Ketentuan Tugas:
A. Jawablah pertanyaan berikut berdasarkan berita tentang pemeriksaan oleh Dewan Pengawas KPK.
(i) Siapa nama Koordinator MAKI yang pernyataannya dikutip?
(ii) Melalui sarana apa laporan MAKI dilayangkan kepada Dewas KPK?
(iii) Menurut arahan dan evaluasi Dewan Pengawas KPK, siapa yang diperkenankan memberikan pernyataan kepada media terkait penanganan suatu perkara atau kasus?
B. Kutiplah tanpa perubahan bagian berita tentang pemeriksaan oleh Dewan Pengawas KPK yang dimulai dengan kata-kata yang memuat "Menurutnya, tindakan tersebut" dan berakhir dengan "juru bicara KPK.".

Teks Bacaan:
┌──

Jumat, 19 April 2024

Dewan Pengawas Periksa Deputi Penindakan hingga Jubir KPK

Berita Terkait

DK PBB Bahas Keanggotaan Penuh Palestina

Batam Segera Miliki Premium Outlet

Batam Segera Miliki Premium Outlet

batampos.co.id – Masyarakat Antikorupsi Indonesia (MAKI) mengapresiasi langkah Dewan Pengawas Komisi Pemberantasan Korupsi (KPK) yang memanggil dan memeriksa Deputi Penindakan KPK Karyoto, Pelaksana tugas (Plt) juru bicara KPK Ali Fikri, sejumlah tim pengaduan masyarakat dan tim penyidik yang melakukan operasi tangkap tangan (OTT) terkait Rektor Universitas Negeri Jakarta (UNJ).

“Sangat mengapresiasi, karena kerja Dewas bermanfaat untuk memberi arah KPK sesui koridornya,” kata Koordinator MAKI, Boyamin Saiman, Jumat (5/6).

Pemeriksan terhadap Deputi Penindakan hingga Jubir KPK terkait OTT yang melibatkan Rektor UNJ, Komaruddin, tidak lain berkaitan dengan laporan MAKI ke Dewas KPK pada Selasa (26/5) lalu. Laporan MAKI dilayangkan melalui surat elektronik kepada Dewas KPK.

MAKI mempersoalkan operasi senyap yang diduga tanpa terencana. Sehingga kasus tersebut harus dilimpahkan ke Polri. Selain itu, MAKI juga mempersoalkan Karyoto yang menyampaikan rilis OTT itu seorang diri.

Menurutnya, tindakan tersebut bertentangan dengan arahan dan evaluasi Dewan Pengawas KPK, yang berisi bahwa yang diperkenankan memberikan pernyataan terkait penanganan suatu perkara atau kasus kepada media adalah pimpinan KPK atau juru bicara KPK.

└──

Data yang Diberikan:
┌──

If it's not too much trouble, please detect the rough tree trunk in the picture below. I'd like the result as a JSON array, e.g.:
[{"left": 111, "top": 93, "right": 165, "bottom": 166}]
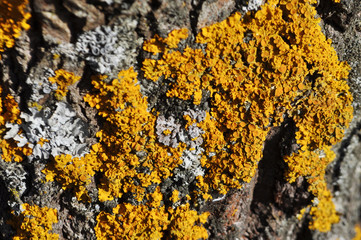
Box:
[{"left": 0, "top": 0, "right": 361, "bottom": 239}]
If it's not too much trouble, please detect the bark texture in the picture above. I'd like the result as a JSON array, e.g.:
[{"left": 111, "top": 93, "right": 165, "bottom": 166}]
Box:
[{"left": 0, "top": 0, "right": 361, "bottom": 240}]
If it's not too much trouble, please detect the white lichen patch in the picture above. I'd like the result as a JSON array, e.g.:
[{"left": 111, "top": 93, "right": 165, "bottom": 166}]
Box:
[
  {"left": 4, "top": 102, "right": 89, "bottom": 159},
  {"left": 76, "top": 21, "right": 137, "bottom": 74}
]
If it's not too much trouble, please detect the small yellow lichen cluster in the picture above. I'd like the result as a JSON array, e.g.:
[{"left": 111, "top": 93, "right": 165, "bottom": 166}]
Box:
[
  {"left": 84, "top": 68, "right": 184, "bottom": 201},
  {"left": 11, "top": 203, "right": 59, "bottom": 240},
  {"left": 0, "top": 0, "right": 31, "bottom": 56},
  {"left": 49, "top": 69, "right": 81, "bottom": 100},
  {"left": 42, "top": 152, "right": 100, "bottom": 202},
  {"left": 95, "top": 188, "right": 209, "bottom": 240},
  {"left": 352, "top": 224, "right": 361, "bottom": 240},
  {"left": 143, "top": 29, "right": 188, "bottom": 54},
  {"left": 142, "top": 0, "right": 353, "bottom": 231},
  {"left": 0, "top": 86, "right": 32, "bottom": 162}
]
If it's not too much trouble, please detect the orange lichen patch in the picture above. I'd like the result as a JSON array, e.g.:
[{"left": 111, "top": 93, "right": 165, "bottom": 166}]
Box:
[
  {"left": 10, "top": 203, "right": 59, "bottom": 240},
  {"left": 49, "top": 69, "right": 81, "bottom": 100},
  {"left": 0, "top": 86, "right": 32, "bottom": 162},
  {"left": 142, "top": 0, "right": 353, "bottom": 231},
  {"left": 143, "top": 28, "right": 188, "bottom": 55},
  {"left": 164, "top": 28, "right": 188, "bottom": 48},
  {"left": 42, "top": 152, "right": 100, "bottom": 201},
  {"left": 0, "top": 0, "right": 31, "bottom": 56},
  {"left": 284, "top": 146, "right": 335, "bottom": 183},
  {"left": 170, "top": 203, "right": 209, "bottom": 240},
  {"left": 170, "top": 190, "right": 179, "bottom": 203},
  {"left": 95, "top": 203, "right": 169, "bottom": 240},
  {"left": 38, "top": 138, "right": 49, "bottom": 146},
  {"left": 309, "top": 176, "right": 340, "bottom": 232},
  {"left": 352, "top": 224, "right": 361, "bottom": 240},
  {"left": 84, "top": 68, "right": 185, "bottom": 201}
]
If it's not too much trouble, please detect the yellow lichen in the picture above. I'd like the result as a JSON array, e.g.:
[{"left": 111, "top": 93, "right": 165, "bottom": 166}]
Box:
[
  {"left": 0, "top": 0, "right": 31, "bottom": 59},
  {"left": 40, "top": 0, "right": 353, "bottom": 235},
  {"left": 142, "top": 0, "right": 353, "bottom": 231},
  {"left": 84, "top": 68, "right": 184, "bottom": 201},
  {"left": 95, "top": 203, "right": 169, "bottom": 240},
  {"left": 143, "top": 28, "right": 188, "bottom": 54},
  {"left": 10, "top": 203, "right": 59, "bottom": 240},
  {"left": 49, "top": 69, "right": 81, "bottom": 100}
]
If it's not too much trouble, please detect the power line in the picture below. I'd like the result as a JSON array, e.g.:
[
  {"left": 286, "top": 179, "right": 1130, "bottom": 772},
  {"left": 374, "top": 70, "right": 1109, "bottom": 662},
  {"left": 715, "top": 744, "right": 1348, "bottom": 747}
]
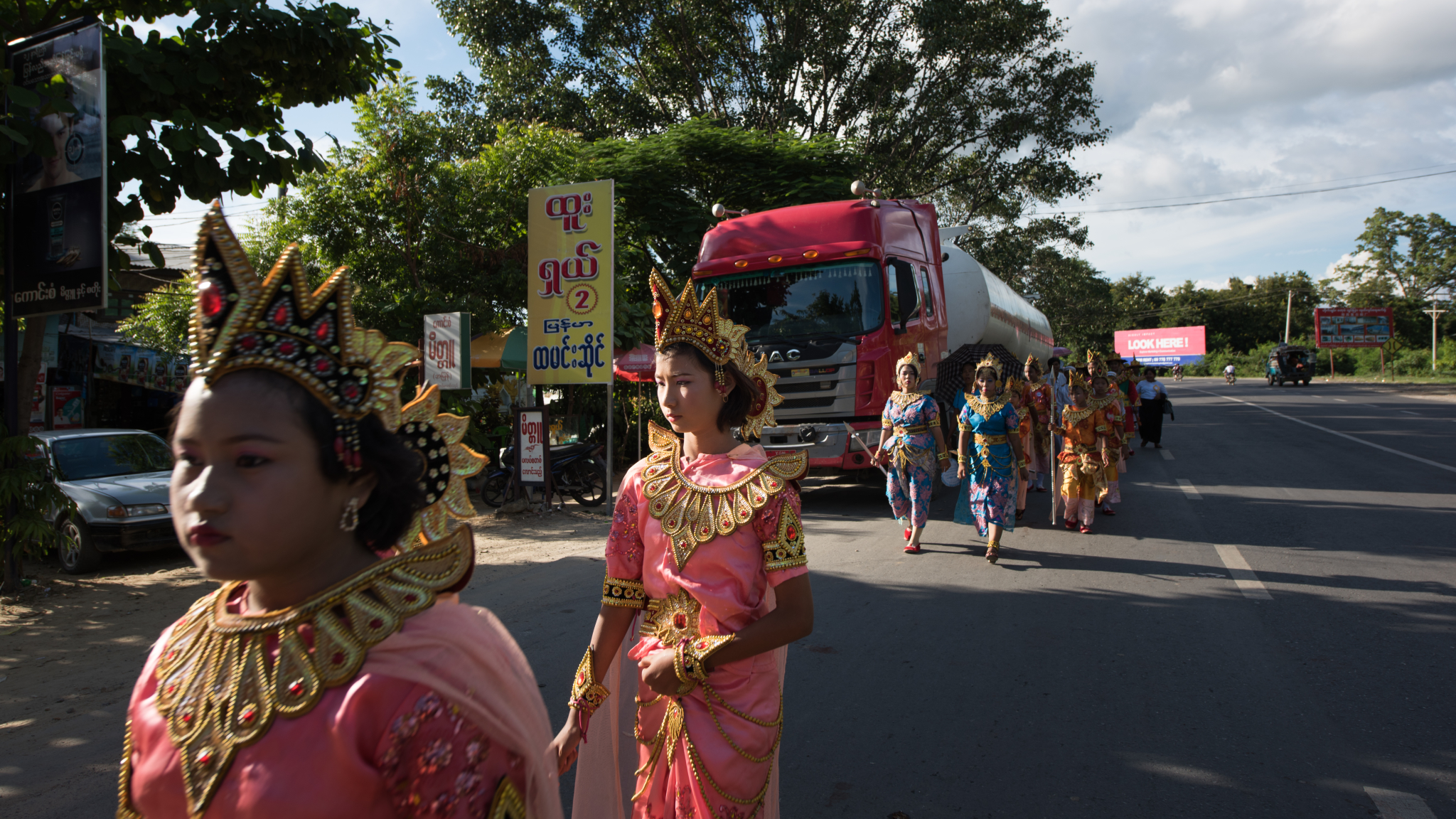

└──

Hasil Akhir:
A.
(i) Boyamin Saiman
(ii) Surat elektronik
(iii) Pimpinan KPK atau juru bicara KPK

B.
Menurutnya, tindakan tersebut bertentangan dengan arahan dan evaluasi Dewan Pengawas KPK, yang berisi bahwa yang diperkenankan memberikan pernyataan terkait penanganan suatu perkara atau kasus kepada media adalah pimpinan KPK atau juru bicara KPK.